Exercise directions:
Turn the rows below into a Markdown table with two columns, Line No. and Text, giving each nonblank line its own numbered entry. Leave the pictures out.

Source material:
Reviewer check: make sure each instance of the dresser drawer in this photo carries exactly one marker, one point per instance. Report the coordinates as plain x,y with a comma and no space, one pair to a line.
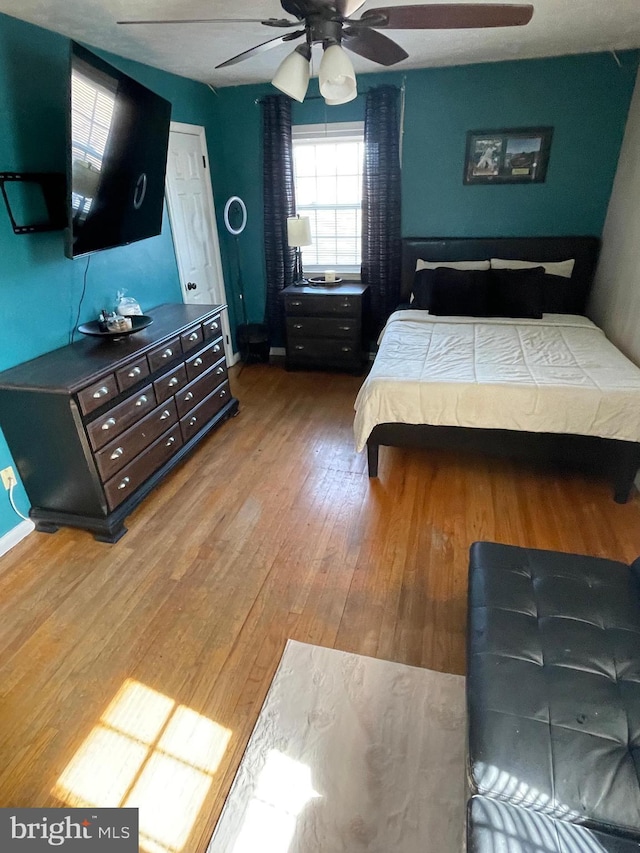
164,354
118,488
117,419
212,328
322,305
197,364
170,383
132,373
191,338
197,390
323,327
193,422
98,394
126,447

Completed task:
| Line No. | Text |
|---|---|
| 1 | Reviewer check: make sure each instance of the dresser drawer in this photo carries exactly one marker, one point per instance. Report the coordinates as plain x,y with a comma and no space, one pair to a line. |
| 2 | 164,354 |
| 3 | 118,488 |
| 4 | 117,419 |
| 5 | 212,328 |
| 6 | 322,305 |
| 7 | 197,364 |
| 8 | 170,383 |
| 9 | 132,373 |
| 10 | 191,338 |
| 11 | 197,390 |
| 12 | 323,327 |
| 13 | 193,422 |
| 14 | 98,394 |
| 15 | 126,447 |